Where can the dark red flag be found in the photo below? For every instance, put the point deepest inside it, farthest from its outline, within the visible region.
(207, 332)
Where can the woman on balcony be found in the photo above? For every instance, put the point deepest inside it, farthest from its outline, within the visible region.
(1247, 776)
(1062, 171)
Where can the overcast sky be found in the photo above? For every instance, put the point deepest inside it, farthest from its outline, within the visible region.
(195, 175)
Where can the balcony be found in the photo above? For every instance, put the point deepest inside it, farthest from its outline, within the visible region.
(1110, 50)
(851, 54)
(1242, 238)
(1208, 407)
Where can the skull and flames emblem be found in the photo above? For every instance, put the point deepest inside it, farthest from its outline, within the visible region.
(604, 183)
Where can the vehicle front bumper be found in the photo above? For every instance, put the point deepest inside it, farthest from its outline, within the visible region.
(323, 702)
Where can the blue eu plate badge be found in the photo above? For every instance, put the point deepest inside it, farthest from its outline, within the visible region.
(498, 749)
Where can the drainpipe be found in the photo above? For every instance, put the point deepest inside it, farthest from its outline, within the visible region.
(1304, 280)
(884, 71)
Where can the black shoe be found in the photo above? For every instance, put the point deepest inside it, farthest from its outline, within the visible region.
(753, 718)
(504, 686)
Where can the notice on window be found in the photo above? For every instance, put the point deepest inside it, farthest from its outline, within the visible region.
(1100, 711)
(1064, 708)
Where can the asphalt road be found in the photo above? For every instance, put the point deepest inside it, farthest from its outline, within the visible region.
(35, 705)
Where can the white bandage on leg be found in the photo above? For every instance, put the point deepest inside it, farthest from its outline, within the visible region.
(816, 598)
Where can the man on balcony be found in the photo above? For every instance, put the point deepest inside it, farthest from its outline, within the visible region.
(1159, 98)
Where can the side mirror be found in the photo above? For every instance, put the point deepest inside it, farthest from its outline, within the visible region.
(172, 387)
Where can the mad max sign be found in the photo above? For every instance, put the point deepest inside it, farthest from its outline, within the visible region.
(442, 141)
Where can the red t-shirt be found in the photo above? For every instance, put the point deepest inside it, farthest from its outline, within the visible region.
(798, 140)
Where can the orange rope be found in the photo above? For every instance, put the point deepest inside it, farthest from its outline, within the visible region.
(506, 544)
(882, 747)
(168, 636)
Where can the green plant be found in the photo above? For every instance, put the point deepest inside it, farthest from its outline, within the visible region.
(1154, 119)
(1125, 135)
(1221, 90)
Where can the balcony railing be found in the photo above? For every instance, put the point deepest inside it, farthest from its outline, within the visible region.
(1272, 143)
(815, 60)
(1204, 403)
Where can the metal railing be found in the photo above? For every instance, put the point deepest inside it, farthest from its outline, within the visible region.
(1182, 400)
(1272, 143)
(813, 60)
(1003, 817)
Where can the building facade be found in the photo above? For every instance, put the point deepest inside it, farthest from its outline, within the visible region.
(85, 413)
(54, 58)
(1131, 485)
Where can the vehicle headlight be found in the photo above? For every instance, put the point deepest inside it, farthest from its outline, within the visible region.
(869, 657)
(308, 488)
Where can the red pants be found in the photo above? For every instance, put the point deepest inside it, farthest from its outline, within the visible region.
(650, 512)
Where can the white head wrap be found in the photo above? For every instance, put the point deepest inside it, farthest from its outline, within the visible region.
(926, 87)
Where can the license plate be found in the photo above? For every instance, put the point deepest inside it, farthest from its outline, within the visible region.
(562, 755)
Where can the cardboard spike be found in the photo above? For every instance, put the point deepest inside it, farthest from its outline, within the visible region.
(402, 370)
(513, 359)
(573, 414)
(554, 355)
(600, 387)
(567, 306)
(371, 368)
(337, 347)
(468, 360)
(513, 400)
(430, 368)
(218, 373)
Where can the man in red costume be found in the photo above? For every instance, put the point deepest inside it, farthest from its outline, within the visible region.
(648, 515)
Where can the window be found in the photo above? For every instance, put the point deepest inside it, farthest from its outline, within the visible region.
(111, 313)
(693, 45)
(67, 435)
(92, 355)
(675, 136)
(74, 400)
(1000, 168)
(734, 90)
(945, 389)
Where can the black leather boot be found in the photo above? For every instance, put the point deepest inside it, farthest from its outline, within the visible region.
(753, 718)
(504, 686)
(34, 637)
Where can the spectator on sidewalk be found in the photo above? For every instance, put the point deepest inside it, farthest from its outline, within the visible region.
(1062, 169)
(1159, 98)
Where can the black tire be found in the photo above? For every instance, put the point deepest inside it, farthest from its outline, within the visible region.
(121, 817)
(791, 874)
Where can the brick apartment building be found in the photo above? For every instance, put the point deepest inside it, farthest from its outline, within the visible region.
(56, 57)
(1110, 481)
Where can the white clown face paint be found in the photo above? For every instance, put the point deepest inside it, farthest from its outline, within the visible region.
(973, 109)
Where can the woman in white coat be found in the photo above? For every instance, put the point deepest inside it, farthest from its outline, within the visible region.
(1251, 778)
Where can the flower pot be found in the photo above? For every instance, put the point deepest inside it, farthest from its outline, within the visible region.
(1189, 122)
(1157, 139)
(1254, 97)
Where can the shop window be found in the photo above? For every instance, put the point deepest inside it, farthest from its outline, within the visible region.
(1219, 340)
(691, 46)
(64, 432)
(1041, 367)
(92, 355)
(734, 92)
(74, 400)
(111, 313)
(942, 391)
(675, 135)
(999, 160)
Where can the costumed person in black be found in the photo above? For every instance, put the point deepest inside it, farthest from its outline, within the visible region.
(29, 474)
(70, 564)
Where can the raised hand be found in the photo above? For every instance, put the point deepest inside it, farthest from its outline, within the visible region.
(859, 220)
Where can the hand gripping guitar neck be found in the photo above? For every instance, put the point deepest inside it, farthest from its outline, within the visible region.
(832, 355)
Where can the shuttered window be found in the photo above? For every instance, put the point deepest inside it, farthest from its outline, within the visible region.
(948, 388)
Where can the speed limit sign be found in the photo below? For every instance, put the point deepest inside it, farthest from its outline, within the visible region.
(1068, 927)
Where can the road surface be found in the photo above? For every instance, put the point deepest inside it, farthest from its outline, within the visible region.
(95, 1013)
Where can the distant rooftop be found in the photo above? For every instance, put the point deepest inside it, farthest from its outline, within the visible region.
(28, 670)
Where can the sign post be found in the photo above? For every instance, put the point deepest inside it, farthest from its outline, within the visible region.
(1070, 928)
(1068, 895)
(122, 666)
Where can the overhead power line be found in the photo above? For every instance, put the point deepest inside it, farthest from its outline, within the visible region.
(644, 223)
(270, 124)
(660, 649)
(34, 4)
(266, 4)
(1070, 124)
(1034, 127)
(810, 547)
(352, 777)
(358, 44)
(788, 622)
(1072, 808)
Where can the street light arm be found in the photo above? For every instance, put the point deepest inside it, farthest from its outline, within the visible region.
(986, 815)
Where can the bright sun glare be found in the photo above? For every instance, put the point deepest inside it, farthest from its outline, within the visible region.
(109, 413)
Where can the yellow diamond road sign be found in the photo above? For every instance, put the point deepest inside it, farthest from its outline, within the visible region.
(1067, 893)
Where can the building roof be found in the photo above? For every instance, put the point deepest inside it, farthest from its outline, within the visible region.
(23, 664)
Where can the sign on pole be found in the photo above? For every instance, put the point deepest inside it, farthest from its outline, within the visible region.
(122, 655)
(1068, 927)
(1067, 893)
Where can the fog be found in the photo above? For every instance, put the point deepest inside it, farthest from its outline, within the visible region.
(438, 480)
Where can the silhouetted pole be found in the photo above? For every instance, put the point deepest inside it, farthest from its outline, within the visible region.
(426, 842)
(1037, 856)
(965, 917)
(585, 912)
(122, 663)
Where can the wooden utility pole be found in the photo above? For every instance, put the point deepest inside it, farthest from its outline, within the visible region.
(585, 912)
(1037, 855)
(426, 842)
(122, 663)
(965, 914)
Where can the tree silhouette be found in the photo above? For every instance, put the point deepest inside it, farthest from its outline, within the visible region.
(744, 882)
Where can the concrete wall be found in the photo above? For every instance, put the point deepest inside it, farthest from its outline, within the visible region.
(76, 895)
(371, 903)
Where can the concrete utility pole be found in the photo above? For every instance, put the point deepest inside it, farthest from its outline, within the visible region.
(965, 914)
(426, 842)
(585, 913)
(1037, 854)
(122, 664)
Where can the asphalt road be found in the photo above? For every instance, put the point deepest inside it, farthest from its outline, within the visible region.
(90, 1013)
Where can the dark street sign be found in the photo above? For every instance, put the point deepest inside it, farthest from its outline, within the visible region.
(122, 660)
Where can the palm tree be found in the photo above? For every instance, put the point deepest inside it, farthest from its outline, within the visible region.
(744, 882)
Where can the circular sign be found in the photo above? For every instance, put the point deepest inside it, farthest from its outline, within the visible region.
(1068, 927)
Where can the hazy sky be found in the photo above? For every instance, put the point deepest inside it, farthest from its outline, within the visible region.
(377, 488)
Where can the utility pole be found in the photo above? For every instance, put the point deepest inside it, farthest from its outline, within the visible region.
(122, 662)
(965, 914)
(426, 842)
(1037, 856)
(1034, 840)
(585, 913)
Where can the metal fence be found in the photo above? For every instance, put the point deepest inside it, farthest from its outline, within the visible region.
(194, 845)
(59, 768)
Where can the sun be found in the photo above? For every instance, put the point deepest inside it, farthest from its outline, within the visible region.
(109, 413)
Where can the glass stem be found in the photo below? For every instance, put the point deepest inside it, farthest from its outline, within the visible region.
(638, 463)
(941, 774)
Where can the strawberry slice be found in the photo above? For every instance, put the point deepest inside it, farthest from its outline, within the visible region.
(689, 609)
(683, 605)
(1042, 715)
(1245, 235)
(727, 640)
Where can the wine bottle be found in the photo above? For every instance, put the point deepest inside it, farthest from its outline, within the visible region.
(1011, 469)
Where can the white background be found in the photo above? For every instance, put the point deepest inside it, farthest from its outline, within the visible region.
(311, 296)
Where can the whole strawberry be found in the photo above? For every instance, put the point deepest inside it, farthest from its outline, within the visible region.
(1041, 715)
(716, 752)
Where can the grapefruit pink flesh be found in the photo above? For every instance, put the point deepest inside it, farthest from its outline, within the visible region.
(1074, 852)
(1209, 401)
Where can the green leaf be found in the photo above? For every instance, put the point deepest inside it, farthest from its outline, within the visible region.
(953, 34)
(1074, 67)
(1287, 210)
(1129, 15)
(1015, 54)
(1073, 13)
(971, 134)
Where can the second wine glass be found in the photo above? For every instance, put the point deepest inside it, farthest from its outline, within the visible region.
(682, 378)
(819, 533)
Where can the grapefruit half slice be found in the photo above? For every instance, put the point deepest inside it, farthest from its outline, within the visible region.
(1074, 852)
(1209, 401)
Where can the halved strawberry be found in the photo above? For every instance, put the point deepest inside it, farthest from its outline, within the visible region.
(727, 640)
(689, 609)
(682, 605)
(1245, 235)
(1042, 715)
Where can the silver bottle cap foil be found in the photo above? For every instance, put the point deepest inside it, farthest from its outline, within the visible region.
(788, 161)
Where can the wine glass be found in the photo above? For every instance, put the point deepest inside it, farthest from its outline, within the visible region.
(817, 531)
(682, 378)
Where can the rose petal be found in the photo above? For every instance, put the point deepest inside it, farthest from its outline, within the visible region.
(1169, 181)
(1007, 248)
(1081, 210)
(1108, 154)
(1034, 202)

==*==

Short task:
Starting with the line that contains "Where can the second", print each line through the last one in the listing. Include both end lines and add nothing.

Solution to this exercise:
Where can the second wine glass be found in the photo above? For every instance, put the point deepest inside it, farthest from its outline, within the visible region.
(682, 378)
(819, 533)
Where can the grapefruit half slice be found in the photo above? For every instance, put the point deepest inside it, farthest from its outline, within the visible region.
(1074, 852)
(1209, 401)
Where can the halved strawberry be found in the photo above? For every instance, put the point deepest inside it, farthest from its outline, within the visible region.
(727, 640)
(689, 609)
(682, 605)
(1245, 235)
(1042, 715)
Where can the silver bottle cap foil be found in the photo above? For every instance, put the point deepest inside it, farthest from its outline, within the visible region.
(788, 161)
Where can the wine glass be found in the photo above? For every instance, put the point deepest inside it, farthest from its outline, within the visible region.
(817, 531)
(682, 378)
Where can the rose petal be found in the photo above? For every instance, put the point deepest inside it, farthest from its outline, within the visible region.
(1169, 181)
(1007, 248)
(1081, 210)
(1108, 154)
(1034, 202)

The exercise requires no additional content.